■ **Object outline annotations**
# # # #
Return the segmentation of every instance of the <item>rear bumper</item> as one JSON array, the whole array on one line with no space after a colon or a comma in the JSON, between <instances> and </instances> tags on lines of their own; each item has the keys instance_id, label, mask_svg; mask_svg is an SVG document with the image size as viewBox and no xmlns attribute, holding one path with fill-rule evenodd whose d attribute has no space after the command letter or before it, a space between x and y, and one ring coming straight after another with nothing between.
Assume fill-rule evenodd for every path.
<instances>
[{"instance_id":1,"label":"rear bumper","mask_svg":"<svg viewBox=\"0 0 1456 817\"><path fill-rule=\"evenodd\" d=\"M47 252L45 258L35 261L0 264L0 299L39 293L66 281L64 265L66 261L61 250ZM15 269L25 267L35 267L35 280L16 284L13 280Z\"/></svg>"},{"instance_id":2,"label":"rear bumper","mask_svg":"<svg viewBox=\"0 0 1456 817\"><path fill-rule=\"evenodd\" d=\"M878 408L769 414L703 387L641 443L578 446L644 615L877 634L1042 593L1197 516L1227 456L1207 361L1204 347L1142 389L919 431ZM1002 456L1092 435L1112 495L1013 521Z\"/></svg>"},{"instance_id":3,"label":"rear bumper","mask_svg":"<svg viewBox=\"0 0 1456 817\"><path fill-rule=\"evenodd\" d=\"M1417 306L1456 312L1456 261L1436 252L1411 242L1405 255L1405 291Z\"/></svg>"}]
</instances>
# # # #
■ **Given problem**
Rewrite the records above with "each path" in place of every occurrence of "every path", keeping everything else the same.

■ **Written reply**
Return the segmentation of every instance of the <item>rear bumper</item> as one JSON array, the whole array on one line with no space after a colon or a comma in the JSON, between <instances> and </instances> tags on lines of their own; each item has the keys instance_id, label, mask_svg; mask_svg is an SVG document with the image size as viewBox and no xmlns attribute, holding one path with fill-rule evenodd whose d attribute has no space after the command letter or before it, a space between x and y, and one ring coming straight after another with nothing between.
Assume fill-rule evenodd for each path.
<instances>
[{"instance_id":1,"label":"rear bumper","mask_svg":"<svg viewBox=\"0 0 1456 817\"><path fill-rule=\"evenodd\" d=\"M47 252L45 258L35 261L0 264L0 299L39 293L66 281L64 265L66 261L61 250ZM15 269L25 267L35 267L35 280L16 284L13 280Z\"/></svg>"},{"instance_id":2,"label":"rear bumper","mask_svg":"<svg viewBox=\"0 0 1456 817\"><path fill-rule=\"evenodd\" d=\"M878 408L769 414L703 387L641 443L578 446L644 615L877 634L1042 593L1197 516L1227 456L1207 361L1204 347L1142 389L919 431ZM1002 456L1092 435L1112 495L1013 521Z\"/></svg>"},{"instance_id":3,"label":"rear bumper","mask_svg":"<svg viewBox=\"0 0 1456 817\"><path fill-rule=\"evenodd\" d=\"M1417 306L1456 312L1456 261L1436 252L1411 242L1405 255L1405 291Z\"/></svg>"}]
</instances>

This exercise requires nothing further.